(Point placement records)
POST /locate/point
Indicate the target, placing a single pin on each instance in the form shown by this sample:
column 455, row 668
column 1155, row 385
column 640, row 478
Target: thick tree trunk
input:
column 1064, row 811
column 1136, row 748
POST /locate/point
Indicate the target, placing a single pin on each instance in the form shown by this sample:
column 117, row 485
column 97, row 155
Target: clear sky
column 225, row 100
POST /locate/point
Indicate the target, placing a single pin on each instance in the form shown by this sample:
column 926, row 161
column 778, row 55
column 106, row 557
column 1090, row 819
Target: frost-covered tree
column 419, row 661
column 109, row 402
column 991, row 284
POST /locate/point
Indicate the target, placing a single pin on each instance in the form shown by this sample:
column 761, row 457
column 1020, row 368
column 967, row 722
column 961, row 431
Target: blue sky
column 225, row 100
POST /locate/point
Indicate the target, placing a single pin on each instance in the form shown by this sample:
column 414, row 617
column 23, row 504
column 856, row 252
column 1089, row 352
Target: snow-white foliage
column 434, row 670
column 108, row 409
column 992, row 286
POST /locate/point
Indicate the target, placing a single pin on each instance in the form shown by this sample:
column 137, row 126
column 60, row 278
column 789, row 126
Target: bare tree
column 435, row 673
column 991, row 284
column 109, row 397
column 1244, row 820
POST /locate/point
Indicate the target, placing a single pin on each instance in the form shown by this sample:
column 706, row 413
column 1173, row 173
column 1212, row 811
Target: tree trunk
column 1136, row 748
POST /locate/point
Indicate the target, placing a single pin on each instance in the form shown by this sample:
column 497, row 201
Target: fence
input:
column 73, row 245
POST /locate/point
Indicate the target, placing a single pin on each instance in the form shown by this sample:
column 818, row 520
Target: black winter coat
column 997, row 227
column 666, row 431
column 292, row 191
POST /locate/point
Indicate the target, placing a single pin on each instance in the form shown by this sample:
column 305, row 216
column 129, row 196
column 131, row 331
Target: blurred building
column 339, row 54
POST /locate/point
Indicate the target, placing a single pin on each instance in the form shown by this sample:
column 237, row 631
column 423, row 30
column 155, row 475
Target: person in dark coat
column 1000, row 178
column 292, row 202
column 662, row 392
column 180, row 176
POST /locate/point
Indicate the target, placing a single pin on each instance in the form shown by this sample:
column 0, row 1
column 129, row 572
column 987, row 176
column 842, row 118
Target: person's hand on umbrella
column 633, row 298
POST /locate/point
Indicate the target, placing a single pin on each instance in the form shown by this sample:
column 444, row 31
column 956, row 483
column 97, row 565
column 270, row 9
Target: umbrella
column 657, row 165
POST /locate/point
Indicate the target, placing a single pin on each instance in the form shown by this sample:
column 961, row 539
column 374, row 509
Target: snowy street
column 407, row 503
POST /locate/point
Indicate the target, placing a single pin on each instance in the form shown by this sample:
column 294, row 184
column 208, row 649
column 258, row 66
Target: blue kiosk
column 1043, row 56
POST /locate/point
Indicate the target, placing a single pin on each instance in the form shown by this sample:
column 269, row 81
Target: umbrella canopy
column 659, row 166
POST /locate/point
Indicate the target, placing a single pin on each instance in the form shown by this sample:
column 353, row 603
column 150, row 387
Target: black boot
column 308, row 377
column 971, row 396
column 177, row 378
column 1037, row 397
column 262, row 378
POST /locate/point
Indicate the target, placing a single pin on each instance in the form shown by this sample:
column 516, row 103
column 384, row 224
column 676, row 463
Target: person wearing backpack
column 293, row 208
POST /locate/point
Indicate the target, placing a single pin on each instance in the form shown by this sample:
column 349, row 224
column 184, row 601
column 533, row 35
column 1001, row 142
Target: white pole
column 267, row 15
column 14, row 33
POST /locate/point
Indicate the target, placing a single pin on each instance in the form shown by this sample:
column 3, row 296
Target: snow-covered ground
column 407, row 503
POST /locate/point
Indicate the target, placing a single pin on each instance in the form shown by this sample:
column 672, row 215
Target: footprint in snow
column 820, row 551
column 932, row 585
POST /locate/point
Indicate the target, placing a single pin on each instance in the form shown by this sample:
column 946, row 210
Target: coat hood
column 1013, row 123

Set exercise: Locate each line in the items above that contains the string "covered", matching case exactly, and copy every such line.

Answer to this problem:
Target: frost-covered tree
Target: snow-covered ground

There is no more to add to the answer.